Task: From the listing below, select every line that contains the string "ceiling". Case counts, so match uppercase and lowercase letters precisely.

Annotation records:
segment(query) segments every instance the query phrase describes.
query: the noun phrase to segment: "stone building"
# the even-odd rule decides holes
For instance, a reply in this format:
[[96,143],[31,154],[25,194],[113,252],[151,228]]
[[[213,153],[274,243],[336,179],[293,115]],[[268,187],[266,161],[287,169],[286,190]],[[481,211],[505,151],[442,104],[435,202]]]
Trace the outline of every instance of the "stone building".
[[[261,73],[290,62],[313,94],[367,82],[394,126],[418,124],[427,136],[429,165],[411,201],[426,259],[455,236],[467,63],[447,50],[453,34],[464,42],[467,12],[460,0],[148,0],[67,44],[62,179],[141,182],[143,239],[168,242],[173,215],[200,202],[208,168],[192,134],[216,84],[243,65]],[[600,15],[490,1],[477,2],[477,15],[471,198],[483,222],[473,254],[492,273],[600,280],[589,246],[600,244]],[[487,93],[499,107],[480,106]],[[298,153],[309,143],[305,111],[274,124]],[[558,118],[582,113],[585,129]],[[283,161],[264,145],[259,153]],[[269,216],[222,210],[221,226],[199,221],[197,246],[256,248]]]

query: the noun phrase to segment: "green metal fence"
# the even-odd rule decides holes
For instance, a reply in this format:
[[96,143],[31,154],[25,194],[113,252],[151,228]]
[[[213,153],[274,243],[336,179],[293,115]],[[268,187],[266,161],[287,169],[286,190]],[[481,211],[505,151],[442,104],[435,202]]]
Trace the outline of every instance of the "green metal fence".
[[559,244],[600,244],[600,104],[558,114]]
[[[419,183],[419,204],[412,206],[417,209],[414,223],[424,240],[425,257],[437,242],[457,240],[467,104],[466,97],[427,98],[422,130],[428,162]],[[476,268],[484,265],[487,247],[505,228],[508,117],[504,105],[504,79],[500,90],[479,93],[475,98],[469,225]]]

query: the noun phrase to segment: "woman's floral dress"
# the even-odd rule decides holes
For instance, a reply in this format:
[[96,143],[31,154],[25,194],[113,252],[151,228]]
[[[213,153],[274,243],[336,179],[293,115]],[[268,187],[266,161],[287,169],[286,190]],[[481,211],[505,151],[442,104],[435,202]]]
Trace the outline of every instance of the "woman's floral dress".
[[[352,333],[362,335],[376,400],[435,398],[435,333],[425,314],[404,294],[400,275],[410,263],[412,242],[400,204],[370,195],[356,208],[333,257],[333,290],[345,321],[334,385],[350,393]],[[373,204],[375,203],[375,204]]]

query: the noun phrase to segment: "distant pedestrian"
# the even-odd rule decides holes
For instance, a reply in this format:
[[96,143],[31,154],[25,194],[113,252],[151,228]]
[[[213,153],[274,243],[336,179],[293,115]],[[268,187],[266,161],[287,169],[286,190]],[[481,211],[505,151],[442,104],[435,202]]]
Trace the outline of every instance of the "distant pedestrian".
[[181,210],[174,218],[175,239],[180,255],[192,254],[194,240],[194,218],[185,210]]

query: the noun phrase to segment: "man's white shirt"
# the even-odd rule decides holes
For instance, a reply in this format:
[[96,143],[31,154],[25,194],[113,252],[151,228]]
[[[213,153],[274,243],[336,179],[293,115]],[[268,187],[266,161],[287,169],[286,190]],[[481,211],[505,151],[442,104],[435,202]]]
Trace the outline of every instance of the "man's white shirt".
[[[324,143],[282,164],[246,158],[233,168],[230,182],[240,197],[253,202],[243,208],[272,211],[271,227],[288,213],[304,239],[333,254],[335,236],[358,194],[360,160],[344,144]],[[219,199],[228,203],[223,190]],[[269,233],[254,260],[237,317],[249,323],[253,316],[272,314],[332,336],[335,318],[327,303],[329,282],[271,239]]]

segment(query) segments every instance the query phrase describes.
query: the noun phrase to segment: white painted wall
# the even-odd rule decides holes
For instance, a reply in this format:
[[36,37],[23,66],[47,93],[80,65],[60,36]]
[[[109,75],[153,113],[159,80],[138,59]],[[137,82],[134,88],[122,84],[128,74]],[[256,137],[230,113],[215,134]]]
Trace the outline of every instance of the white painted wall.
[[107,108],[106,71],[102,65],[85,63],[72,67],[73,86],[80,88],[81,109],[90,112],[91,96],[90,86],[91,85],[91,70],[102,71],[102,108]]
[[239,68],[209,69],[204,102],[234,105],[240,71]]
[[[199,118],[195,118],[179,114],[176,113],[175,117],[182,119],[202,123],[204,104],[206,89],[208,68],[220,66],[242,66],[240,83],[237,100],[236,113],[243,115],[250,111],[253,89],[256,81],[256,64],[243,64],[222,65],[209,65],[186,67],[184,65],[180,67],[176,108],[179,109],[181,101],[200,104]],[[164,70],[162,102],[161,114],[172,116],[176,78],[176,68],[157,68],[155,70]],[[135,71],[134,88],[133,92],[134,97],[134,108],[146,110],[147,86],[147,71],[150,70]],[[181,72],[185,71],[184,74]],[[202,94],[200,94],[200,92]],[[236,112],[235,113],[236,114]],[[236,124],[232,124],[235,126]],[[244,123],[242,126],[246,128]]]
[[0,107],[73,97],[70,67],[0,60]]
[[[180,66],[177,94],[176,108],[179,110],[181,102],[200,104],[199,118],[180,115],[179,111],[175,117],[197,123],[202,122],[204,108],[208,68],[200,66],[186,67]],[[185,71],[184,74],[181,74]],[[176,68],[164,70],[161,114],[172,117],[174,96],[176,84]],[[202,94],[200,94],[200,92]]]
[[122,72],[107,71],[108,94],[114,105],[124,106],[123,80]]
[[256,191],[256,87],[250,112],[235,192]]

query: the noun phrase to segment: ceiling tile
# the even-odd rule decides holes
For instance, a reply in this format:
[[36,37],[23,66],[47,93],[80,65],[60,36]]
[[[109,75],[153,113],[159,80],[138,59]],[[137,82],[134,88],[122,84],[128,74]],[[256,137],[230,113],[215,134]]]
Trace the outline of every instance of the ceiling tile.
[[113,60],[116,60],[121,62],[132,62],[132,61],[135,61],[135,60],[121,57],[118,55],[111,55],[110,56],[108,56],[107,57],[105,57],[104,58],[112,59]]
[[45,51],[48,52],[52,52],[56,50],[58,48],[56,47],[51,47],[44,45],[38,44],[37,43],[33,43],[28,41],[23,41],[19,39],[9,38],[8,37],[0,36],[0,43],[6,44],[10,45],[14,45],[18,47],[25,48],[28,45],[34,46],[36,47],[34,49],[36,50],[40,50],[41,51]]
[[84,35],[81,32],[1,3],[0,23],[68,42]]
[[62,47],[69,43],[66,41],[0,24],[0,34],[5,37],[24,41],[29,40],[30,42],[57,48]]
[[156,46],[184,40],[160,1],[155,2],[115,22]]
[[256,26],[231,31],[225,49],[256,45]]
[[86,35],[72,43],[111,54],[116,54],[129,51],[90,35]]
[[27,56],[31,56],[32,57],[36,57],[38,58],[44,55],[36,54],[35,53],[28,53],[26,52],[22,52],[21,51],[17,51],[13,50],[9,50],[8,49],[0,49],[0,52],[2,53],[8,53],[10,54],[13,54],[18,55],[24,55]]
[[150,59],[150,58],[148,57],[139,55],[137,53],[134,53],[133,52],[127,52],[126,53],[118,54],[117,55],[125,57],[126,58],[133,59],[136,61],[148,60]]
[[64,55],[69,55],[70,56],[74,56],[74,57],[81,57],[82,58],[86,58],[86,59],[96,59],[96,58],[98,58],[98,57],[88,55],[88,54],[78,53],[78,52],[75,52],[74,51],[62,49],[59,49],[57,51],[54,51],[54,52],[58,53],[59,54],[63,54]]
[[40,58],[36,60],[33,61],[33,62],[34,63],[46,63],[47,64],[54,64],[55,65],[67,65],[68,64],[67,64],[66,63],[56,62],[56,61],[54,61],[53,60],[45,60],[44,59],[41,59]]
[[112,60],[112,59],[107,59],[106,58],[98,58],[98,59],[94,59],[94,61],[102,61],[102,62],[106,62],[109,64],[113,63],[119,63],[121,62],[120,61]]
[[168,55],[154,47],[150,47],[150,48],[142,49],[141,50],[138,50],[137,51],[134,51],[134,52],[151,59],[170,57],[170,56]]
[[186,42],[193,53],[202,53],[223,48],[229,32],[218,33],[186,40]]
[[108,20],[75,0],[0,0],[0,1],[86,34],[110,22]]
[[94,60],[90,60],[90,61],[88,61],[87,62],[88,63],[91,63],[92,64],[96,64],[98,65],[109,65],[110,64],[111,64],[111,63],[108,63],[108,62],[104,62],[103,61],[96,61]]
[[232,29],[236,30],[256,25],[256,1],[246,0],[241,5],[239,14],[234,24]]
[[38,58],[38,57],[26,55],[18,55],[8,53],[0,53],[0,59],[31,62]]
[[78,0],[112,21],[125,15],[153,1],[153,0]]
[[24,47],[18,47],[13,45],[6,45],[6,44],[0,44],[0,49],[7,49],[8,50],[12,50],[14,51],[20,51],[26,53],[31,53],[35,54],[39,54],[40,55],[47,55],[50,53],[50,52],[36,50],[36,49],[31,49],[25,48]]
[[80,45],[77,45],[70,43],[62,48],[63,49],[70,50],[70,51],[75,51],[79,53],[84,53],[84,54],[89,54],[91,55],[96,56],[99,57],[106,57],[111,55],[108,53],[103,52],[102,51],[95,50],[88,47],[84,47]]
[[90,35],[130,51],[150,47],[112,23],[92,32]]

Response below:
query: the noun phrase to segment: ceiling tile
Trace the outline of every instance of the ceiling tile.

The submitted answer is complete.